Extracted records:
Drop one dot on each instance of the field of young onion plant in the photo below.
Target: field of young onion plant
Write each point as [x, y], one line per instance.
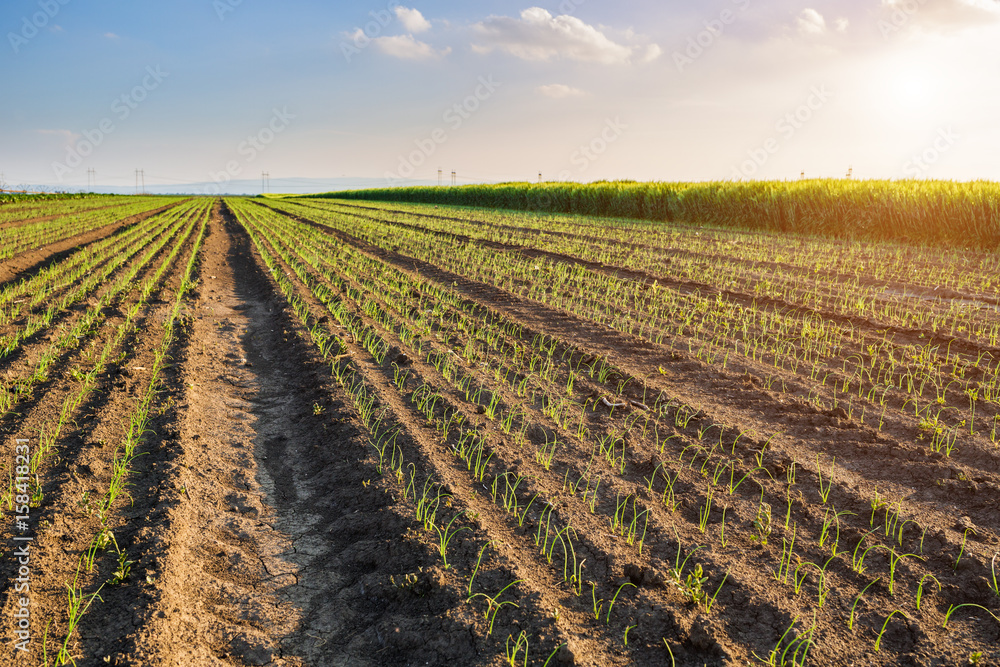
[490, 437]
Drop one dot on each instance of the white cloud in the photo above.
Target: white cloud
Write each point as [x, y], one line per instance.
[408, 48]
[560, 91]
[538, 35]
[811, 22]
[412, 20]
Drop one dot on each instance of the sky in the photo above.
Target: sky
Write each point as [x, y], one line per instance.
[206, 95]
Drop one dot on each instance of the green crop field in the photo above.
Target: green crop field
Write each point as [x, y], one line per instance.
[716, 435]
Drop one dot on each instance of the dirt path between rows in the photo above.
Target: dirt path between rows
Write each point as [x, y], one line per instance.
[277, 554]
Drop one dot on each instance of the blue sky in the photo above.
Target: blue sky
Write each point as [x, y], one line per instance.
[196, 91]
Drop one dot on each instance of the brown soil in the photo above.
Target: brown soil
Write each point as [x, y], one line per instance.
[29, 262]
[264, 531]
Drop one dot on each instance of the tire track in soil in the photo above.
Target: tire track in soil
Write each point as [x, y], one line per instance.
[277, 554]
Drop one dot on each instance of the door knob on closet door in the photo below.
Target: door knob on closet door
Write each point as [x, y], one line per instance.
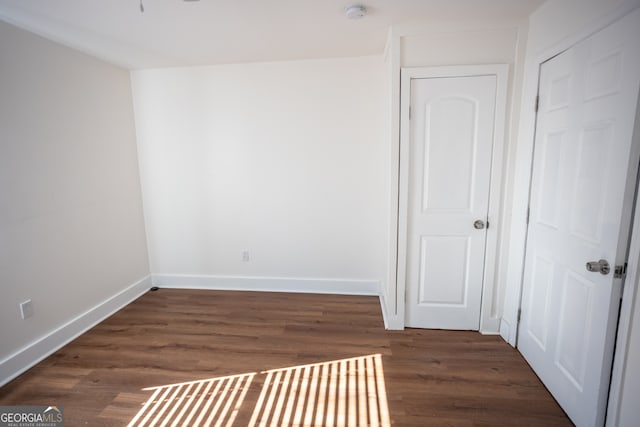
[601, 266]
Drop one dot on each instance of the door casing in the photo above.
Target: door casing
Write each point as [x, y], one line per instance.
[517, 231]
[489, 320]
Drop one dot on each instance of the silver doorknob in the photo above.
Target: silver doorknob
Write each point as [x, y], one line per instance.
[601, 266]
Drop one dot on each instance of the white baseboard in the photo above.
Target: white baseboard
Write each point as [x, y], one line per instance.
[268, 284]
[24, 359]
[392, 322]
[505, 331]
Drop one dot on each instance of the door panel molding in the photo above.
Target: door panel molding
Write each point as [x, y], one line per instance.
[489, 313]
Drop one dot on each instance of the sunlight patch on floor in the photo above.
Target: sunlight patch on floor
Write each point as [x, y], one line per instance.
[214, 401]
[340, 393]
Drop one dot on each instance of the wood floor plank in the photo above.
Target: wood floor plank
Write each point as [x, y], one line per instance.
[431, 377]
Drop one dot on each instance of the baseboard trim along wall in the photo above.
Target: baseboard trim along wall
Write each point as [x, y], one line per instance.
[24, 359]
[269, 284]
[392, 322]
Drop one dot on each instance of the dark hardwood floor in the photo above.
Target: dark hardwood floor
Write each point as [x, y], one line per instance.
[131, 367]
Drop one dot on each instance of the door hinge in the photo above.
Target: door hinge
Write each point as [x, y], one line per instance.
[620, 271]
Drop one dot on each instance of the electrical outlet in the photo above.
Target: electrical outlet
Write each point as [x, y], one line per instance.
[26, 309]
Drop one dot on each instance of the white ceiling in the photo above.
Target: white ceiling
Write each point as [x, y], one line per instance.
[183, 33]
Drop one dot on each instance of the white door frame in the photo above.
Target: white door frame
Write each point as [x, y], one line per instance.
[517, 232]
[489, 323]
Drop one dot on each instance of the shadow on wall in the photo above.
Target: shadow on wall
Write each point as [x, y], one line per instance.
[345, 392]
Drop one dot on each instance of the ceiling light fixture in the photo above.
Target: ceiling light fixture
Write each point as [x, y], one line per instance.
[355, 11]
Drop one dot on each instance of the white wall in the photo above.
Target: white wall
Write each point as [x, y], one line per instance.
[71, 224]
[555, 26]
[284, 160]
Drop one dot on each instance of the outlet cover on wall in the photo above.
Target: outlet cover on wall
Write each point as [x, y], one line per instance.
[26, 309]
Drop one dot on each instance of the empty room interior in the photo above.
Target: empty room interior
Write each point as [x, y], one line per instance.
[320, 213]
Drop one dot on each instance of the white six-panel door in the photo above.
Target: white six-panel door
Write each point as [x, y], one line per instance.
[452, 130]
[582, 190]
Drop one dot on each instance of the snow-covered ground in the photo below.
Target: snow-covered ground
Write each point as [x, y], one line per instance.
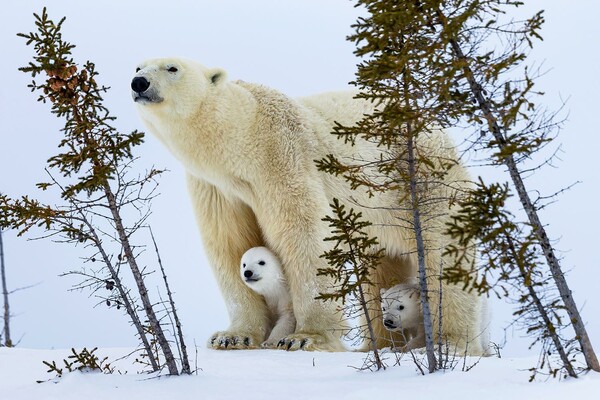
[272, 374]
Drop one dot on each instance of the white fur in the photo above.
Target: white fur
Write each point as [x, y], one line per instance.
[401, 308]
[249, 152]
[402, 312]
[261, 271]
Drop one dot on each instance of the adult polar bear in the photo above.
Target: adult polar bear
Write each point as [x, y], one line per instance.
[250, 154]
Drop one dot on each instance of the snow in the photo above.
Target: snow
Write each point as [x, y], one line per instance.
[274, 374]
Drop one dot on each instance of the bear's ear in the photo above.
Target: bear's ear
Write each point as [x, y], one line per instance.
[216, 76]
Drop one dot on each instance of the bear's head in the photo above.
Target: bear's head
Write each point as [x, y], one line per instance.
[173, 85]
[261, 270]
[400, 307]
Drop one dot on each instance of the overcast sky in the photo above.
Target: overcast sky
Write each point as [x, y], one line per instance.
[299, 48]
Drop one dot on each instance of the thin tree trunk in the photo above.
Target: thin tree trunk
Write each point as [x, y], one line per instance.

Task: Turn every line of the items above into a numbered list, skipping blank lines. Leave the pictures out.

The result:
1. Drop one dot on each instance of the field of young onion plant in the photo below.
2. Target: field of young onion plant
3. Write each point as [x, y], one line per instance.
4. [490, 437]
5. Drop one dot on each instance of the white cloud in the photo above.
6. Target: white cloud
7. Write each point as [x, y], one line per instance.
8. [408, 48]
9. [560, 91]
10. [538, 35]
11. [811, 22]
12. [412, 20]
13. Drop one dot on each instance of the sky in the photo above.
14. Target: sky
15. Write each point as [x, y], one line per instance.
16. [206, 95]
17. Drop one dot on each instance of the green crop field in the photo above.
18. Target: green crop field
19. Write each point as [x, y], one line per instance.
20. [716, 435]
21. Drop one dot on each instance of the dirt path between rows in the photo above.
22. Target: dirt path between rows
23. Write each point as [x, y], one line per instance.
24. [277, 554]
25. Drop one dot on each instance of the blue sky in the photo above.
26. Target: blue sky
27. Write each point as [x, y], one line per instance.
28. [196, 91]
29. Drop one dot on each instance of the brown soil in the photo above.
30. Target: brown soil
31. Write each point as [x, y], one line per instance.
32. [29, 262]
33. [264, 531]
34. Drop one dot on each instance of the tire track in soil in the photo above.
35. Target: tire track in soil
36. Write each point as [x, y], one line per instance.
37. [277, 554]
38. Drop one dot on each instance of the door knob on closet door in the photo below.
39. Target: door knob on closet door
40. Write each point as [x, y], one line per instance.
41. [601, 266]
42. Drop one dot on each instance of the door casing in the photo above.
43. Target: door casing
44. Write each point as [x, y], one line per instance.
45. [517, 231]
46. [489, 320]
47. Drop one dot on each instance of the silver doorknob in the photo above.
48. Target: silver doorknob
49. Write each point as [x, y], one line per instance.
50. [601, 266]
51. Drop one dot on each instance of the white baseboard in the photo above.
52. Target: white baseboard
53. Write each point as [x, y], one line per instance.
54. [268, 284]
55. [24, 359]
56. [392, 322]
57. [505, 331]
58. Drop one dot on each instance of the door panel molding in the photo above.
59. Target: door panel molding
60. Write each point as [x, y], one line per instance.
61. [489, 313]
62. Drop one dot on each instance of the sunlight patch on floor in the photo above.
63. Target: sunlight patch on floor
64. Write each point as [x, y], one line per instance.
65. [214, 401]
66. [340, 393]
67. Drop one dot on each instance of the wood floor plank in the photo above.
68. Target: wood floor plank
69. Write each point as [x, y], one line per instance.
70. [431, 377]
71. Drop one dot on each instance of the baseboard trim along wall in the photo above.
72. Target: baseboard trim along wall
73. Write each point as [x, y], one line per instance.
74. [24, 359]
75. [269, 284]
76. [392, 322]
77. Drop one dot on each instance of the dark hardwood floor in the photo above.
78. Target: dark hardwood floor
79. Write each point as [x, y], one line per instance.
80. [131, 367]
81. Drop one dot on each instance of the door hinge in the photo above.
82. Target: door hinge
83. Write each point as [x, y], one line per instance.
84. [620, 271]
85. Drop one dot on each instance of the electrical outlet in the photo above.
86. Target: electrical outlet
87. Write each point as [x, y], one line per instance.
88. [26, 309]
89. Drop one dot on each instance of the white ceiling in the photo above.
90. Target: white ceiling
91. Write each point as [x, y], one line per instance.
92. [183, 33]
93. Drop one dot on each instance of the white door frame in the photo above.
94. Target: white door frame
95. Write each point as [x, y], one line per instance.
96. [517, 232]
97. [489, 323]
98. Drop one dot on each instance of the shadow on wall in the photo above.
99. Target: shadow on wall
100. Write each point as [x, y], one line per instance.
101. [345, 392]
102. Drop one dot on each instance of the ceiling light fixture in the photo above.
103. Target: ceiling light fixture
104. Write each point as [x, y], one line per instance.
105. [355, 11]
106. Drop one dot on each instance of the white wall in the photo above.
107. Target: white wall
108. Write each point as [x, y], one line per instance.
109. [71, 224]
110. [555, 26]
111. [284, 160]
112. Drop one dot on each instance of the outlet cover on wall in the photo above.
113. Target: outlet cover on wall
114. Write each point as [x, y], one line per instance.
115. [26, 309]
116. Drop one dot on each instance of the empty room interior in the photo above.
117. Target: empty room interior
118. Write each point as [x, y], one line per instance.
119. [320, 213]
120. Drop one dot on each instance of the white six-panel door in the photo above.
121. Target: white six-panel door
122. Write each point as [x, y], one line per instance.
123. [452, 130]
124. [582, 190]
125. Drop one dot on each instance of the snow-covered ground in the photo below.
126. Target: snow-covered ground
127. Write each point as [x, y], one line per instance.
128. [272, 374]
129. Drop one dot on each instance of the white fur in the photo above.
130. Target: white fur
131. Write each point as [x, y], one line per instance.
132. [401, 308]
133. [249, 152]
134. [402, 312]
135. [261, 271]
136. Drop one dot on each instance of the adult polar bear in the photo above.
137. Target: adult polar bear
138. Write each point as [x, y], one line per instance.
139. [250, 154]
140. Drop one dot on each instance of the snow in the photo above.
141. Target: snow
142. Write each point as [x, y], one line per instance.
143. [274, 374]
144. Drop one dot on each instance of the bear's ear in the photo above.
145. Target: bear's ear
146. Write each point as [x, y], one line per instance.
147. [216, 76]
148. Drop one dot on each instance of the bear's head in the photo above.
149. Target: bear's head
150. Write each point as [x, y], one line per instance.
151. [173, 85]
152. [261, 270]
153. [400, 307]
154. Drop one dot on each instance of the overcast sky in the photo above.
155. Target: overcast sky
156. Write each point as [x, y], one line per instance.
157. [299, 48]
158. Drop one dot on each instance of the thin tree trunk in the photo above.
159. Target: thin tree trunk
160. Write each point as [x, y], one line per instance.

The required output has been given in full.